== Raw records ==
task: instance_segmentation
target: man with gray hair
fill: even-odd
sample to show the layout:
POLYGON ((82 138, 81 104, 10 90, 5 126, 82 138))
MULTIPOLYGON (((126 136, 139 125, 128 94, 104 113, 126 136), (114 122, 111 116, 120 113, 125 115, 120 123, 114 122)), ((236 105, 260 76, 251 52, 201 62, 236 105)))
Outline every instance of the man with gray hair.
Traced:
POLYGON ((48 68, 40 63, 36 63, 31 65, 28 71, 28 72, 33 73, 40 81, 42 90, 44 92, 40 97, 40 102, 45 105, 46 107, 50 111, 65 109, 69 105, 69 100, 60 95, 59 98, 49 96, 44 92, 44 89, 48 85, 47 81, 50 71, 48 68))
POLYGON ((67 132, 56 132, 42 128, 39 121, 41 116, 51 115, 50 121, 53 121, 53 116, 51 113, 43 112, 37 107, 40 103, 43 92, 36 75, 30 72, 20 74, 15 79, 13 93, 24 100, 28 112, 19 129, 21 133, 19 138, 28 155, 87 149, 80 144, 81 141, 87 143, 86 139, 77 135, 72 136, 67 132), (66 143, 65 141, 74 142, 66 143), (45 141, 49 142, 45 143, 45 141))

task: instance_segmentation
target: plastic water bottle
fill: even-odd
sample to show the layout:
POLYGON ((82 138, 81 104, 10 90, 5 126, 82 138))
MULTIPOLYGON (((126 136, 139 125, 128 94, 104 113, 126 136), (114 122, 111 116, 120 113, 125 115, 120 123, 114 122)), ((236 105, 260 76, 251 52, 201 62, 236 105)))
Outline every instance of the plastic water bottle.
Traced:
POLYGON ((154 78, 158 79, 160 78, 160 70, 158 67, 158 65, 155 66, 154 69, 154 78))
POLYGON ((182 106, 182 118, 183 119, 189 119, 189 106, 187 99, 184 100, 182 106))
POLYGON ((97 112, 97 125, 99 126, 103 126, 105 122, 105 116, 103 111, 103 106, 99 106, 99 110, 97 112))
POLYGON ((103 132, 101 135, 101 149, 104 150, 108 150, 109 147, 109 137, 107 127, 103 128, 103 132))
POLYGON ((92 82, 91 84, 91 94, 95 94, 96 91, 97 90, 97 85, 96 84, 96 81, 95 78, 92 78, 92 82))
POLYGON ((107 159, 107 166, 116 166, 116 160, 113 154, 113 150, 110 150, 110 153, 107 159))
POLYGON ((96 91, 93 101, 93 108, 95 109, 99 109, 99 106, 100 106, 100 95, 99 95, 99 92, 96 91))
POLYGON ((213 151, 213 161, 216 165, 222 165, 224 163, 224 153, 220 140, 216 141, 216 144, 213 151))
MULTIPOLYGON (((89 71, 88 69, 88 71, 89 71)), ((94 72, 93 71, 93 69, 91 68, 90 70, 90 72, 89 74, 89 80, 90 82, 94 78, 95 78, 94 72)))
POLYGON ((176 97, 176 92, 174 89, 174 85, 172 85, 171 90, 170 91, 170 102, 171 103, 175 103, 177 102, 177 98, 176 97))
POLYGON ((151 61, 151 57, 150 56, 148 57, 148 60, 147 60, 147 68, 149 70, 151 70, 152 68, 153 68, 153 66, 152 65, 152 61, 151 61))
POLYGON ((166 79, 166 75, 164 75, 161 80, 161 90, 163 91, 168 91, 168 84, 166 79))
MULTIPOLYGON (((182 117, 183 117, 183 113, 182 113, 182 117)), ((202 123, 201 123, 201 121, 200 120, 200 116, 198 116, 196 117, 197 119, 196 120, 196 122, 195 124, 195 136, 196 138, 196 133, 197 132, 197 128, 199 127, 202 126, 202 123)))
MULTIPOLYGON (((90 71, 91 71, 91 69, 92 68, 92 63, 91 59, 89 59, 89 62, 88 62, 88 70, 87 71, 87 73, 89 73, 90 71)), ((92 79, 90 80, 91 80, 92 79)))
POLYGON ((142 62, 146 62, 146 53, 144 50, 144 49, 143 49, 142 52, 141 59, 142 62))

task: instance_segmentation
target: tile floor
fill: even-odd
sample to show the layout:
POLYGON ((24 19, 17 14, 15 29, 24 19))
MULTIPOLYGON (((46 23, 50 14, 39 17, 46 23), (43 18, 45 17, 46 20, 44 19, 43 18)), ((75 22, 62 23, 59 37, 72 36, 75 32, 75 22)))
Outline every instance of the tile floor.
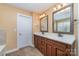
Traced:
POLYGON ((18 51, 6 54, 6 56, 43 56, 36 48, 28 46, 18 51))

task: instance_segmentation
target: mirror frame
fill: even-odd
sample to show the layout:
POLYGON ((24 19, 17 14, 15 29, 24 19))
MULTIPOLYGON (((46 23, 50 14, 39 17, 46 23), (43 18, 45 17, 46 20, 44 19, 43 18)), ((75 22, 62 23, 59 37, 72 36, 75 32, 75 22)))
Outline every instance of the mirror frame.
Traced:
POLYGON ((41 31, 41 32, 48 32, 48 15, 47 15, 47 16, 44 16, 43 18, 40 19, 40 31, 41 31), (47 31, 44 31, 44 30, 41 29, 41 20, 42 20, 43 18, 45 18, 45 17, 47 17, 47 31))
POLYGON ((70 4, 70 5, 67 5, 67 6, 65 6, 65 7, 63 7, 63 8, 61 8, 61 9, 59 9, 59 10, 56 10, 56 11, 54 11, 53 13, 52 13, 52 20, 53 20, 53 32, 54 33, 61 33, 61 34, 74 34, 74 11, 73 11, 73 4, 70 4), (56 31, 54 31, 54 14, 55 13, 57 13, 57 12, 59 12, 59 11, 61 11, 61 10, 63 10, 63 9, 66 9, 66 8, 68 8, 68 7, 70 7, 71 8, 71 15, 70 15, 70 32, 58 32, 57 30, 56 31))

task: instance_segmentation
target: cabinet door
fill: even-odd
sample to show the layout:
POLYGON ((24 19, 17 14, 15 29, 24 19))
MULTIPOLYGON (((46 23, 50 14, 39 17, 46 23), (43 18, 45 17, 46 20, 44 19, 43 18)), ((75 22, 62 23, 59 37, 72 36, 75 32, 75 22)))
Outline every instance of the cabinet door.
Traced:
POLYGON ((51 56, 52 55, 52 46, 49 44, 46 44, 46 55, 51 56))
POLYGON ((45 48, 45 47, 41 47, 41 53, 42 53, 43 55, 46 55, 46 48, 45 48))
POLYGON ((37 48, 37 36, 34 36, 34 45, 37 48))
POLYGON ((59 49, 56 49, 56 50, 57 50, 56 51, 57 56, 65 56, 66 55, 64 51, 59 50, 59 49))
POLYGON ((47 56, 55 56, 56 55, 56 51, 55 51, 55 47, 50 45, 50 44, 46 44, 46 55, 47 56))
POLYGON ((38 39, 37 40, 37 44, 38 44, 38 50, 40 51, 41 50, 41 39, 38 39))

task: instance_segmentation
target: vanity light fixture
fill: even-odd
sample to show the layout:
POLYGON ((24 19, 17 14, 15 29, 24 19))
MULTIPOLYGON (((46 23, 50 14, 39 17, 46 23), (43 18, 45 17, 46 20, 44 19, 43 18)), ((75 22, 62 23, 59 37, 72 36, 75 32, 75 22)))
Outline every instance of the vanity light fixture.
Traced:
POLYGON ((44 16, 46 16, 46 14, 44 13, 44 14, 42 14, 42 15, 40 15, 40 18, 43 18, 44 16))
POLYGON ((63 3, 63 4, 62 4, 63 7, 66 6, 66 5, 67 5, 66 3, 63 3))
POLYGON ((61 7, 62 7, 62 5, 58 5, 58 6, 57 6, 57 9, 60 9, 61 7))
POLYGON ((53 10, 54 10, 54 11, 56 11, 56 10, 57 10, 57 8, 56 8, 56 7, 54 7, 54 8, 53 8, 53 10))

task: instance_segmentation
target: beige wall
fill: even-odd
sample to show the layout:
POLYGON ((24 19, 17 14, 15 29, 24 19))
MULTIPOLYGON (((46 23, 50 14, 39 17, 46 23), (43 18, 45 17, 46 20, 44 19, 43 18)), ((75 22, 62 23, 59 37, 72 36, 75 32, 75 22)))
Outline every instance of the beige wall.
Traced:
POLYGON ((3 28, 7 34, 7 50, 17 47, 16 32, 14 31, 16 29, 17 13, 32 16, 31 12, 0 4, 0 28, 3 28))
MULTIPOLYGON (((48 15, 48 32, 53 32, 53 29, 52 29, 52 13, 53 13, 53 7, 51 7, 51 8, 49 8, 48 10, 46 10, 45 12, 44 12, 46 15, 48 15)), ((77 17, 78 17, 78 6, 77 6, 77 4, 75 3, 74 4, 74 19, 77 19, 77 17)), ((75 28, 77 28, 76 27, 76 25, 74 26, 74 32, 76 32, 77 31, 77 29, 75 29, 75 28)), ((76 32, 77 33, 77 32, 76 32)), ((75 33, 75 34, 76 34, 75 33)))
POLYGON ((40 14, 33 13, 33 33, 40 31, 40 14))

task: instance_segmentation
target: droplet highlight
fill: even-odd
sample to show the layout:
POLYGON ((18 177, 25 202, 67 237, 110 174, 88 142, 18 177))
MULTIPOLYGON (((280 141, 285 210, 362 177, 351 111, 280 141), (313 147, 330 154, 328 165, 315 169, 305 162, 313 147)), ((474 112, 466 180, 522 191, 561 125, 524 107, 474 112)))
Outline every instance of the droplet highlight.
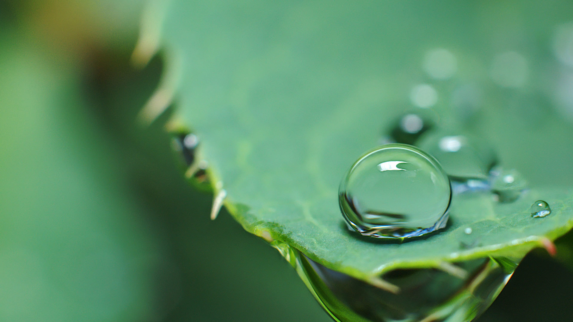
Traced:
POLYGON ((543 218, 551 213, 551 209, 547 202, 538 200, 531 205, 529 211, 533 218, 543 218))
POLYGON ((492 173, 492 192, 497 195, 499 202, 515 201, 527 187, 525 179, 515 169, 496 168, 492 173))
POLYGON ((173 138, 173 148, 178 152, 187 166, 195 161, 195 149, 199 144, 199 139, 193 133, 180 133, 173 138))
POLYGON ((453 131, 431 131, 417 143, 434 156, 452 179, 486 180, 497 163, 497 155, 488 143, 453 131))
POLYGON ((446 225, 452 189, 430 155, 411 146, 382 146, 360 158, 340 183, 348 226, 364 235, 407 238, 446 225))

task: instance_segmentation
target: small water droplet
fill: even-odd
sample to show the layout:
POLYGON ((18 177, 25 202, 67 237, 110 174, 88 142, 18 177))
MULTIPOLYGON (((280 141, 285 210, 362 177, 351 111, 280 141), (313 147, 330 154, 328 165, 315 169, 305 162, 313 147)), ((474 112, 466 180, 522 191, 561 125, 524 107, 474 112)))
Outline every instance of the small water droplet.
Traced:
POLYGON ((174 150, 180 154, 187 166, 195 160, 195 148, 198 144, 197 136, 193 133, 178 134, 173 138, 174 150))
POLYGON ((426 53, 423 67, 431 77, 445 80, 456 73, 457 61, 456 56, 448 49, 435 48, 426 53))
POLYGON ((527 183, 516 170, 497 168, 492 171, 492 191, 500 202, 513 202, 527 187, 527 183))
POLYGON ((458 119, 464 122, 473 121, 481 105, 481 91, 475 85, 460 85, 452 93, 452 110, 458 119))
POLYGON ((434 111, 422 108, 406 111, 398 117, 388 135, 391 142, 413 144, 418 138, 435 125, 434 111))
POLYGON ((555 29, 553 50, 561 62, 573 67, 573 22, 564 23, 555 29))
POLYGON ((543 200, 538 200, 531 205, 529 209, 531 216, 533 218, 542 218, 551 213, 551 209, 549 204, 543 200))
POLYGON ((397 143, 354 163, 340 183, 339 202, 349 226, 363 235, 406 238, 445 226, 451 191, 434 158, 397 143))
POLYGON ((527 60, 516 52, 507 52, 493 58, 490 74, 494 83, 503 87, 521 87, 527 80, 527 60))
POLYGON ((480 236, 473 233, 473 229, 471 227, 464 228, 462 232, 458 233, 458 238, 460 248, 462 249, 469 249, 481 245, 480 236))
POLYGON ((434 156, 453 179, 485 180, 497 162, 497 155, 484 140, 453 131, 429 131, 417 146, 434 156))
POLYGON ((454 270, 395 269, 380 277, 383 282, 370 283, 296 254, 301 277, 342 322, 469 321, 491 304, 517 266, 488 257, 448 264, 454 270), (453 273, 458 271, 464 274, 453 273))
POLYGON ((410 91, 410 100, 414 106, 418 107, 431 107, 438 101, 438 92, 431 85, 417 85, 410 91))

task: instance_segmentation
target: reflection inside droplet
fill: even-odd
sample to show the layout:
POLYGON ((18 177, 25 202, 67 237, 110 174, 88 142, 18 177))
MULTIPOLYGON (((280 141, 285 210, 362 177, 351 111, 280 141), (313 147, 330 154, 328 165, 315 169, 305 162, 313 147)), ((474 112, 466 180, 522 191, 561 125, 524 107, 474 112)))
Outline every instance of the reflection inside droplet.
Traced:
POLYGON ((406 144, 382 146, 351 167, 339 189, 350 227, 378 238, 417 237, 448 221, 450 181, 431 156, 406 144))
POLYGON ((543 200, 538 200, 531 205, 529 209, 531 216, 533 218, 542 218, 551 213, 549 204, 543 200))

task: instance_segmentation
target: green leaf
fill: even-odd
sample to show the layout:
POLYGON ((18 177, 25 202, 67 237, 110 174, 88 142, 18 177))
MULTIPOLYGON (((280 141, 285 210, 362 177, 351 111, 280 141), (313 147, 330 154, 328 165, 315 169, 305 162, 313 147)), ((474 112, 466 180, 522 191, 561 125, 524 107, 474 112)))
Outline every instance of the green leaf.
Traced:
POLYGON ((162 259, 80 67, 0 32, 0 320, 140 321, 162 259))
MULTIPOLYGON (((366 280, 443 261, 520 258, 573 226, 571 190, 544 187, 567 183, 573 171, 540 166, 547 160, 567 164, 572 152, 564 138, 573 131, 548 104, 534 107, 540 117, 519 103, 540 91, 534 64, 555 58, 519 42, 491 45, 515 40, 517 28, 547 48, 548 41, 543 42, 571 5, 516 6, 179 1, 171 5, 164 34, 178 57, 172 70, 182 69, 183 119, 202 140, 211 179, 226 192, 235 218, 268 241, 286 242, 327 267, 366 280), (518 18, 523 25, 511 25, 518 18), (431 80, 424 73, 424 54, 436 47, 457 57, 453 78, 431 80), (510 50, 532 66, 521 89, 502 88, 488 78, 495 54, 510 50), (525 173, 531 189, 508 204, 494 202, 489 193, 455 196, 449 226, 423 240, 398 245, 358 238, 343 223, 339 182, 362 153, 378 144, 381 130, 388 131, 411 106, 410 89, 423 82, 437 89, 434 109, 446 123, 460 112, 450 106, 452 92, 478 84, 484 92, 480 109, 464 127, 490 139, 504 167, 525 173), (544 136, 541 124, 551 133, 544 136), (544 145, 548 140, 550 147, 544 145), (532 218, 529 207, 540 199, 553 211, 532 218), (460 235, 468 226, 480 241, 465 249, 460 235)), ((178 77, 166 75, 172 82, 178 77)))

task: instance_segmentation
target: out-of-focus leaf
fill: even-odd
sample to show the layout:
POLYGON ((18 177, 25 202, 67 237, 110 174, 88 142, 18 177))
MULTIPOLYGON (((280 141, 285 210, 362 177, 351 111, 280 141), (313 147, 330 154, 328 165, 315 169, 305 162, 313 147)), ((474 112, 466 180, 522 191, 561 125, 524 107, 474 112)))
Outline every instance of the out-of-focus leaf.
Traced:
POLYGON ((78 66, 21 30, 0 44, 0 320, 153 318, 160 250, 78 66))

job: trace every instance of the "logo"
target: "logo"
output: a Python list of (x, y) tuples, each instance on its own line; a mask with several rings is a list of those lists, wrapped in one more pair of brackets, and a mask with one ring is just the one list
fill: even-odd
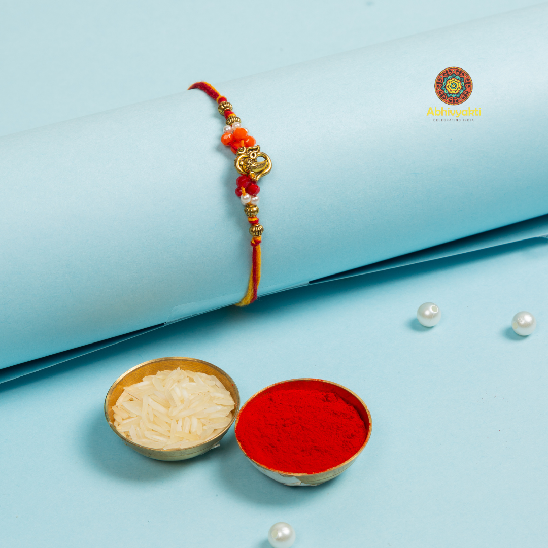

== What you should do ==
Reproduce the entries verbatim, starting at the very beginning and going on through the line that contains "POLYGON ((48 68, 40".

== Response to this task ==
task: instance_segmentation
target: man with gray hair
fill: even-odd
sample to show the layout:
POLYGON ((82 138, 81 104, 10 90, 5 126, 82 138))
MULTIPOLYGON (((126 136, 139 125, 128 94, 104 113, 126 136), (114 122, 111 116, 120 113, 125 115, 120 123, 114 122)), ((236 105, 260 76, 251 52, 201 62, 236 105)))
Outline every instance of the man with gray hair.
Traced:
POLYGON ((48 68, 40 63, 36 63, 31 65, 28 71, 28 72, 33 73, 40 81, 42 90, 44 92, 40 97, 40 102, 45 105, 46 107, 50 111, 65 109, 69 105, 69 100, 60 95, 59 98, 49 96, 44 92, 44 89, 48 85, 47 81, 50 71, 48 68))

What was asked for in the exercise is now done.